▸ What the task requires: Count the lines in the material below that contain the string "tree". Reply with the number only.

▸ Data to process:
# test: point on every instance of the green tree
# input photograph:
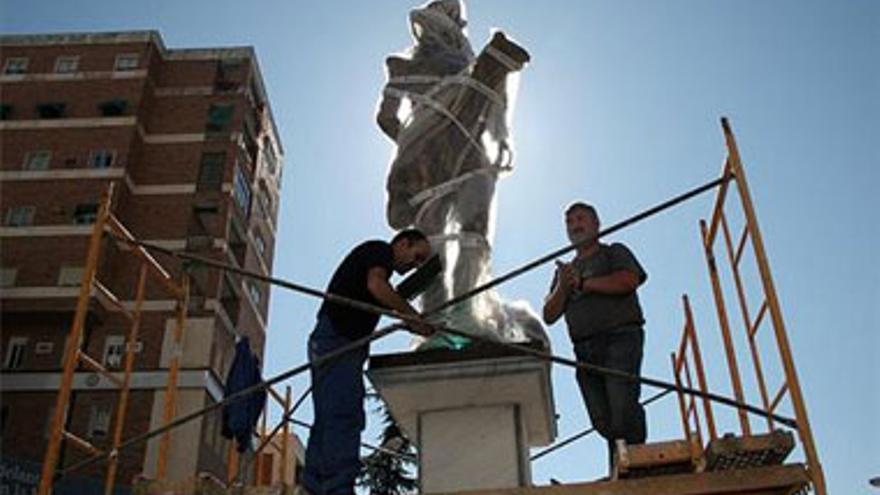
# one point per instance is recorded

--

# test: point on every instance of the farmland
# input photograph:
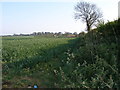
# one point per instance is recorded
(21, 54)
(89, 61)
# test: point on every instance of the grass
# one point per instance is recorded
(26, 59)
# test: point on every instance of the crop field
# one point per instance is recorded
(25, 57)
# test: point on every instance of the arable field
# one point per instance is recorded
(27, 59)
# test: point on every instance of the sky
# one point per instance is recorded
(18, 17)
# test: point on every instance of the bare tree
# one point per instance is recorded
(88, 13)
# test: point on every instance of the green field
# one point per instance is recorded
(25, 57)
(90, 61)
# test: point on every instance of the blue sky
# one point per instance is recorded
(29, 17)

==

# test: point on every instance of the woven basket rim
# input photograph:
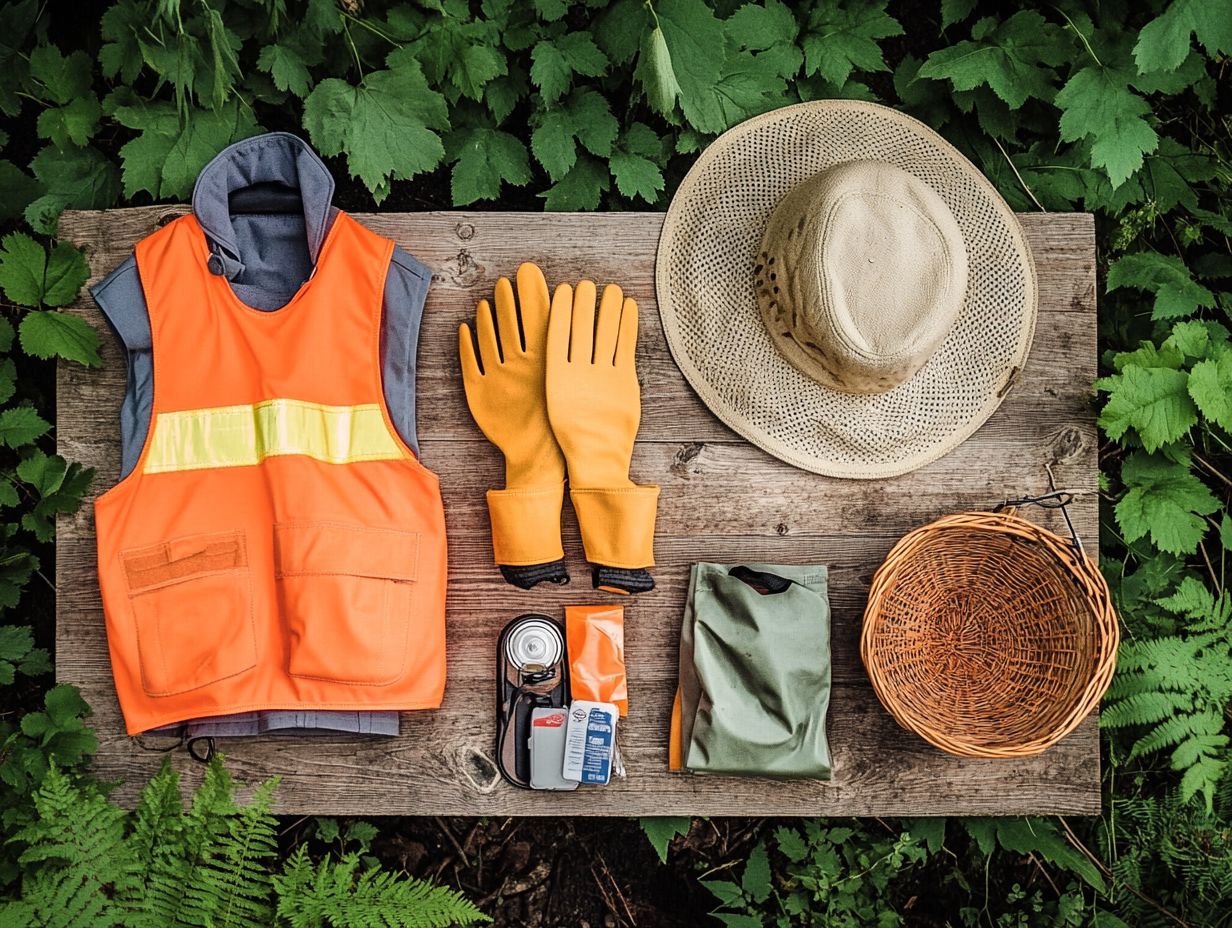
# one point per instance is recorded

▸ Solution for this task: 2